◆ Lesetext:
....

Was ist das, eine verklemmte Frau? Bestimmt nicht eine Frau, die einen solchen Sprücheklopfer ablehnt. Was ist ein „richtiger Mann”? Einer, der es nötig hat, seine „Männlichkeit” ständig Frauen gegenüber unter Beweis zu stellen? Er hat zu akzeptieren, dass diese Frau diesen Mann nicht will. Über den Grund hat sie ihm keine Rechenschaft abzulegen. Ein Mann, der das nicht akzeptieren kann, scheint allerdings unter einem ganz schönen sexuellen Druck zu stehen, den er auf angemessene Weise nicht bewältigen kann. Er selbst scheint also verklemmt zu sein.
 
Schwule sind sexsüchtig, sie können einfach nicht enthaltsam leben. Selbst die Bedrohung durch Konzentrationslager hat sie nicht von ihrer widernatürlichen Unzucht abgehalten.

....

◆ Einträge:
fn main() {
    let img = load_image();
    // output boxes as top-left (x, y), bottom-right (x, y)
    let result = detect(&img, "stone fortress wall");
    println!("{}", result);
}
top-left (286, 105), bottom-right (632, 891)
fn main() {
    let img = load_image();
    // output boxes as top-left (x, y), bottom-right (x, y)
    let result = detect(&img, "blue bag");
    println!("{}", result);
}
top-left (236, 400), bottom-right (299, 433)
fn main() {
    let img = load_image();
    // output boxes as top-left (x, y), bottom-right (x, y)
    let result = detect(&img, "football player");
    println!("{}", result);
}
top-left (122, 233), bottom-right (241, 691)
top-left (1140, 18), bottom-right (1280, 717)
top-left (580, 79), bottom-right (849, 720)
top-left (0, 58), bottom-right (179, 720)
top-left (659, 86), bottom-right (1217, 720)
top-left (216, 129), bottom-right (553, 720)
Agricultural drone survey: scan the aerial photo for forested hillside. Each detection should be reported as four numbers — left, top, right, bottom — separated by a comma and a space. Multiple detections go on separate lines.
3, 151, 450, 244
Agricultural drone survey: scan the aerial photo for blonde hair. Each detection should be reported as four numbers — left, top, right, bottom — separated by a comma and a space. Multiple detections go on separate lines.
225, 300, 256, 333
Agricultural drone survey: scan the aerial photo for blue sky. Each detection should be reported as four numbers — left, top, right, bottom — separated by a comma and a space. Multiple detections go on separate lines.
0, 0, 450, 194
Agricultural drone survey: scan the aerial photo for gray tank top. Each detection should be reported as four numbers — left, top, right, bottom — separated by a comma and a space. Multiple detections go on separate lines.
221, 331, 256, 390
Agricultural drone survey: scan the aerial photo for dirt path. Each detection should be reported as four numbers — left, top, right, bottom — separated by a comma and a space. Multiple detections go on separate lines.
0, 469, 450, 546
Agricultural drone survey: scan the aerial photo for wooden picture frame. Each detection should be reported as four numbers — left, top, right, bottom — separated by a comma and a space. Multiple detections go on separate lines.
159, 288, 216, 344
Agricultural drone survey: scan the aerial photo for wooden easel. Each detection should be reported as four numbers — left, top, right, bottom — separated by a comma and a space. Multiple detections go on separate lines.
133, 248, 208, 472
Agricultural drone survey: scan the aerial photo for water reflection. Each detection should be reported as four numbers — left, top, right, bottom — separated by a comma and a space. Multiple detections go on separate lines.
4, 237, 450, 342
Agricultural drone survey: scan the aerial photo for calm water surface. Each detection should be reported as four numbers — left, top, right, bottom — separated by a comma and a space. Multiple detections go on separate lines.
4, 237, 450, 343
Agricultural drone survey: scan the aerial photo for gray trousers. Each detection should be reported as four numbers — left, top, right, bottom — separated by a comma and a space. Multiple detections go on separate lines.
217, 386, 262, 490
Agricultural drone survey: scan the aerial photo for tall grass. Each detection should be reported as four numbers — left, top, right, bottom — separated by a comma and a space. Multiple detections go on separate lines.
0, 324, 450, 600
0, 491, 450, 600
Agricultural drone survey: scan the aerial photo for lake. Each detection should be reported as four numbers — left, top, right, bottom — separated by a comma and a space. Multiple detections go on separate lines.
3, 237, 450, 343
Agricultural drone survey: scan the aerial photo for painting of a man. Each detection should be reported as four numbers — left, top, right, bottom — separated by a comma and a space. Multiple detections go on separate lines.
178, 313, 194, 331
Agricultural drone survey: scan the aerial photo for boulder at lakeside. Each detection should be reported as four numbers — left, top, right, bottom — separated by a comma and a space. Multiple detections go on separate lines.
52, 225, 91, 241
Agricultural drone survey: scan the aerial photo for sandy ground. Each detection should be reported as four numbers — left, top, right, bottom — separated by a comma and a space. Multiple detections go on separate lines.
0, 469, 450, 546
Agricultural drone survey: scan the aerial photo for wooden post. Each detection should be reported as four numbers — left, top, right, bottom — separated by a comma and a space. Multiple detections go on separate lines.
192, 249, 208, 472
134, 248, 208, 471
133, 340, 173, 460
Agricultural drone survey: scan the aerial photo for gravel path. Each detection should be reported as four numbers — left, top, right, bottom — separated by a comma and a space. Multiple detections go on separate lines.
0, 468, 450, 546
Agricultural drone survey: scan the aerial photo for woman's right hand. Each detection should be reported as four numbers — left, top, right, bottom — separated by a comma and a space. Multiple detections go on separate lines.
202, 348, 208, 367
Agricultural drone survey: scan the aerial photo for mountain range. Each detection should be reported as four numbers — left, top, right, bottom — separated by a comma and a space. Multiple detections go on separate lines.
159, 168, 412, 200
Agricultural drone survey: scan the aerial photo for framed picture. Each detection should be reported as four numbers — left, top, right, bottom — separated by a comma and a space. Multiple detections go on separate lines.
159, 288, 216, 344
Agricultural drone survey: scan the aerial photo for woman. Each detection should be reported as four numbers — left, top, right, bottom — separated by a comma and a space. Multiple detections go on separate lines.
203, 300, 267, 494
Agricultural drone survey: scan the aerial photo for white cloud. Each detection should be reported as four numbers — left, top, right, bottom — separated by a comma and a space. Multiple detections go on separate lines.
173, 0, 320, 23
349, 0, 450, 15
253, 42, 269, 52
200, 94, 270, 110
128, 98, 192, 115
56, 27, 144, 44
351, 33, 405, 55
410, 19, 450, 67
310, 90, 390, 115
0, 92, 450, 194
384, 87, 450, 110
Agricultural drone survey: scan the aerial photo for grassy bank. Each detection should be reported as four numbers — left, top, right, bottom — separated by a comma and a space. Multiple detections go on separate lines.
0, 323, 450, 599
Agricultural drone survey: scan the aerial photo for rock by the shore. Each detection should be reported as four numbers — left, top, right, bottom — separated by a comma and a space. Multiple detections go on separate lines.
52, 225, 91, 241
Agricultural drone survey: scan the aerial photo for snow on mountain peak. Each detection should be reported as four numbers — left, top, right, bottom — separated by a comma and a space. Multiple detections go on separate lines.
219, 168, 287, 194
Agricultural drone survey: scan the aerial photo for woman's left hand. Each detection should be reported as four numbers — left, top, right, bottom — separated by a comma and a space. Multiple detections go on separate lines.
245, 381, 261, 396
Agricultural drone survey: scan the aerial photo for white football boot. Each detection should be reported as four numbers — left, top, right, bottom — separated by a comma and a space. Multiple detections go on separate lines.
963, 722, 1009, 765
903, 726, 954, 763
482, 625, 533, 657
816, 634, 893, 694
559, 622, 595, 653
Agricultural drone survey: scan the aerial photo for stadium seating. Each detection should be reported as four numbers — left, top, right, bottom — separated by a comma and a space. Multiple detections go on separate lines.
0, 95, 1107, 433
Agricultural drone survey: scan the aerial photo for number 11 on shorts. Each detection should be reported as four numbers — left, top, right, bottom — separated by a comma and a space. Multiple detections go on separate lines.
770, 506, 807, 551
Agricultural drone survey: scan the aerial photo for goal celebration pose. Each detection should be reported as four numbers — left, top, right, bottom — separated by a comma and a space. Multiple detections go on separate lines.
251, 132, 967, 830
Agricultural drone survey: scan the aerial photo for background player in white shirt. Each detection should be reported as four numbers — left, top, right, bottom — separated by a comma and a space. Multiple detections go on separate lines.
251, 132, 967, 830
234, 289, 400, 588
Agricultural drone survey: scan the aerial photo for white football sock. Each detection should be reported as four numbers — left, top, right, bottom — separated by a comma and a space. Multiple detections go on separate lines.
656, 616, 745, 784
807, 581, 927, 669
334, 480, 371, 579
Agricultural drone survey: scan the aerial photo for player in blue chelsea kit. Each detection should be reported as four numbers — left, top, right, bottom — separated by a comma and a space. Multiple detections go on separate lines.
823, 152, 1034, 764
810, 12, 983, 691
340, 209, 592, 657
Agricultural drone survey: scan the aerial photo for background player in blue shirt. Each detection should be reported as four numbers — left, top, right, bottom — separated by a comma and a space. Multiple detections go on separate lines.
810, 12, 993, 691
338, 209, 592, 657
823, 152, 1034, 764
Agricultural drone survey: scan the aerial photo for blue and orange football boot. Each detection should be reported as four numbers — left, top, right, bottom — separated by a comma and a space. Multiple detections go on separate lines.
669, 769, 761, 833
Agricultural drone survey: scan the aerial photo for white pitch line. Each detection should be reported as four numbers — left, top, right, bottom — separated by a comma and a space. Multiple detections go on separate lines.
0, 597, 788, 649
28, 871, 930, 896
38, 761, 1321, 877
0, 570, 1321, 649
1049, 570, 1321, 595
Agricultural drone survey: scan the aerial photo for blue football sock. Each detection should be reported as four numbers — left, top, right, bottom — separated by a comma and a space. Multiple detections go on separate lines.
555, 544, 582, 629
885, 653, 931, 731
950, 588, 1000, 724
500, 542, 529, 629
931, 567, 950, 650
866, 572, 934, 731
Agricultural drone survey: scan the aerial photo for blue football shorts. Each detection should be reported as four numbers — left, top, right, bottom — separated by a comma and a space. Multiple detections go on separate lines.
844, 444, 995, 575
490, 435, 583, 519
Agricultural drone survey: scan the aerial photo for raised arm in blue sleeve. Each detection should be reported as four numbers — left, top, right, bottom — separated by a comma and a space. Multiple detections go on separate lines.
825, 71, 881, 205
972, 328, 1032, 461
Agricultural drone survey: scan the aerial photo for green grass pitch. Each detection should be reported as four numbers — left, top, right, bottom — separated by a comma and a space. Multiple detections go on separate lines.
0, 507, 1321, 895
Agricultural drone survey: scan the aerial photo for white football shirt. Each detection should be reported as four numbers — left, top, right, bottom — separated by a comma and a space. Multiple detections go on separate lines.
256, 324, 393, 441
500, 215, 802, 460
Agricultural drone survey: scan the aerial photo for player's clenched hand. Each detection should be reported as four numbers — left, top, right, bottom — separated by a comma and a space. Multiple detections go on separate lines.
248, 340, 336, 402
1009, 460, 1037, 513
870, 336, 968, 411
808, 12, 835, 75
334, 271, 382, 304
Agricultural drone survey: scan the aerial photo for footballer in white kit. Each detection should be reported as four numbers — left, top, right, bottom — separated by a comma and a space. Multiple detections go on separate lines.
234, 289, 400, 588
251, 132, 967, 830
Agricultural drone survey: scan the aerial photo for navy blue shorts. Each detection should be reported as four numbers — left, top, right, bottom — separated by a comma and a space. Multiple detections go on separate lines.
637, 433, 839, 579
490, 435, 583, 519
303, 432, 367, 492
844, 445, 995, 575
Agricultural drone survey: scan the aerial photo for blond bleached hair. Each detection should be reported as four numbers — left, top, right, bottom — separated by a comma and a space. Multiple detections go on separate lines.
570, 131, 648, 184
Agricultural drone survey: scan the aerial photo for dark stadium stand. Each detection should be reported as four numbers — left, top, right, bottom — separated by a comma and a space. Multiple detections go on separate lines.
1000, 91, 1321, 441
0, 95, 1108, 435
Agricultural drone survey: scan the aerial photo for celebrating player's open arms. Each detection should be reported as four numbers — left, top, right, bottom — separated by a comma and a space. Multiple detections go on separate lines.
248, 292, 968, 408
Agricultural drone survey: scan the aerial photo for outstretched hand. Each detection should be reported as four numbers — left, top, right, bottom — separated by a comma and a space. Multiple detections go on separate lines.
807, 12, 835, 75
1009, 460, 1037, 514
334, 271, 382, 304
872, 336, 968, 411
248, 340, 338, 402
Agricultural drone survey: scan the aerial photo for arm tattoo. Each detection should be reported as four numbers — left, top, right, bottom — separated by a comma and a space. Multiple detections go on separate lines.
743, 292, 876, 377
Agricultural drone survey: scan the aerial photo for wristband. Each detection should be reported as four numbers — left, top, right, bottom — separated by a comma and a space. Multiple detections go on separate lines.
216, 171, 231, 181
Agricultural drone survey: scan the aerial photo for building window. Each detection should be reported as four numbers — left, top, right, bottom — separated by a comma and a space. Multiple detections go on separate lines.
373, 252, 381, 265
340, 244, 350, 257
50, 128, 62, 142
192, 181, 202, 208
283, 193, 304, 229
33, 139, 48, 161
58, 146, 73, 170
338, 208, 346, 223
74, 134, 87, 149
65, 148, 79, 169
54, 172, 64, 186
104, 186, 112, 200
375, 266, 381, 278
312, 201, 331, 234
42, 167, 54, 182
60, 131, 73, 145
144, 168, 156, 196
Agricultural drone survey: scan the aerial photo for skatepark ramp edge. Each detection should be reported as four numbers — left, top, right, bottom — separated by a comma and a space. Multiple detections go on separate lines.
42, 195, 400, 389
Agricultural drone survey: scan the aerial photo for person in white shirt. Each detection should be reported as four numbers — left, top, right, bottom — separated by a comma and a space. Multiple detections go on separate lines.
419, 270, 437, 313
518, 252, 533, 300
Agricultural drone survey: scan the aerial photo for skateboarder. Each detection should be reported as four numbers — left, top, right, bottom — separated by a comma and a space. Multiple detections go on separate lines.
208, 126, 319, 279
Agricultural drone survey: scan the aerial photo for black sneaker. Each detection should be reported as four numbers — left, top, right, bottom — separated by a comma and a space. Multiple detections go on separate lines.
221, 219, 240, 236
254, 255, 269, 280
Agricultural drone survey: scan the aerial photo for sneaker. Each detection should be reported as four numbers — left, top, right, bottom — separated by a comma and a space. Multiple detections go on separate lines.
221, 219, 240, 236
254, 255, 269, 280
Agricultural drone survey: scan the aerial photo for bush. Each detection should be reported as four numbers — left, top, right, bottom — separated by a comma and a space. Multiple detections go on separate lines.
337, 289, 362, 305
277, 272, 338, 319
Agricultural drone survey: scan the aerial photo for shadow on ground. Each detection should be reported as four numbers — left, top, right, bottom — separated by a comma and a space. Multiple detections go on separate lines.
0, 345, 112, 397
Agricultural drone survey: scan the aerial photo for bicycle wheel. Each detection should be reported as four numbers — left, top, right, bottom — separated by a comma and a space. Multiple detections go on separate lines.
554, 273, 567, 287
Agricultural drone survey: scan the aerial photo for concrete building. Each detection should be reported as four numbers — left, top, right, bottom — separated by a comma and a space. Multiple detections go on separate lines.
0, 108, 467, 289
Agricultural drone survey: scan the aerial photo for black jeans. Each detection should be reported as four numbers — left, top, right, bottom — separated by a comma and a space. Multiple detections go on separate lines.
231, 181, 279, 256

....

◆ Aufgabe 1: Was hat der Mann laut dem Lesetext zu akzeptieren?
◆ Aufgabe 2: Gib bitte den Abschnitt des Lesetexts wortwörtlich wieder, beginnend mit „Was ist das, eine“ und weiter bis einschließlich „widernatürlichen Unzucht abgehalten.“.
◆ Aufgabe 3: Warum scheint laut dem Lesetext ein Mann, der die Ablehnung durch die Frau nicht akzeptieren kann, selbst verklemmt zu sein?

◆ Ergebnis 1: Dass diese Frau diesen Mann nicht will.

◆ Ergebnis 2:
Was ist das, eine verklemmte Frau? Bestimmt nicht eine Frau, die einen solchen Sprücheklopfer ablehnt. Was ist ein „richtiger Mann”? Einer, der es nötig hat, seine „Männlichkeit” ständig Frauen gegenüber unter Beweis zu stellen? Er hat zu akzeptieren, dass diese Frau diesen Mann nicht will. Über den Grund hat sie ihm keine Rechenschaft abzulegen. Ein Mann, der das nicht akzeptieren kann, scheint allerdings unter einem ganz schönen sexuellen Druck zu stehen, den er auf angemessene Weise nicht bewältigen kann. Er selbst scheint also verklemmt zu sein.
 
Schwule sind sexsüchtig, sie können einfach nicht enthaltsam leben. Selbst die Bedrohung durch Konzentrationslager hat sie nicht von ihrer widernatürlichen Unzucht abgehalten.

◆ Ergebnis 3: Er scheint unter einem ganz schönen sexuellen Druck zu stehen, den er nicht auf angemessene Weise bewältigen kann. Deshalb scheint er selbst verklemmt zu sein.